- [RECORDS TO USE]:
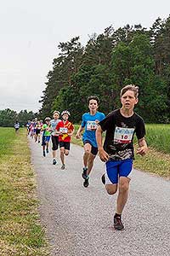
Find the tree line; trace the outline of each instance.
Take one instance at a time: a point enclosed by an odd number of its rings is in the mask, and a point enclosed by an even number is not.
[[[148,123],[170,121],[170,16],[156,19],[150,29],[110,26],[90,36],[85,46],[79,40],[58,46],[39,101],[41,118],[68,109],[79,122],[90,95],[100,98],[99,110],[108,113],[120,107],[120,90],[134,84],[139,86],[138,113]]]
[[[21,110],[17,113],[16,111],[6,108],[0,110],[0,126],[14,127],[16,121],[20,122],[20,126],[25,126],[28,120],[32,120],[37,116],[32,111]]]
==
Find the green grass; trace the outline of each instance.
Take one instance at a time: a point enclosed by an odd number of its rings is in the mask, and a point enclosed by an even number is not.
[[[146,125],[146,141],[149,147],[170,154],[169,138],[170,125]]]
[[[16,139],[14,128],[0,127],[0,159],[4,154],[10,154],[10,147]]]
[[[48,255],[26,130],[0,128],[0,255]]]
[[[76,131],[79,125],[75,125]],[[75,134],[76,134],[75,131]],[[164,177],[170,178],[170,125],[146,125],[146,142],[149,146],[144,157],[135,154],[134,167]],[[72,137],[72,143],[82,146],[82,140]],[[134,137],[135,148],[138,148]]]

- [EXERCISE DESCRIPTION]: Copy out word for word the lines of the listing starting at the one containing "Find the green" and ending at the one containing "[[[16,139],[14,128],[0,127],[0,159],[4,154],[10,154],[10,147]]]", with both of those lines included.

- [REPLY]:
Find the green grass; trace the outline of each instance.
Take one instance at a time: a point enclosed by an odd number of its rings is in the mask, and a point enclosed by an even number is not.
[[[146,125],[146,141],[149,147],[170,154],[169,138],[170,125]]]
[[[16,139],[14,128],[0,127],[0,159],[4,154],[10,154],[10,147]]]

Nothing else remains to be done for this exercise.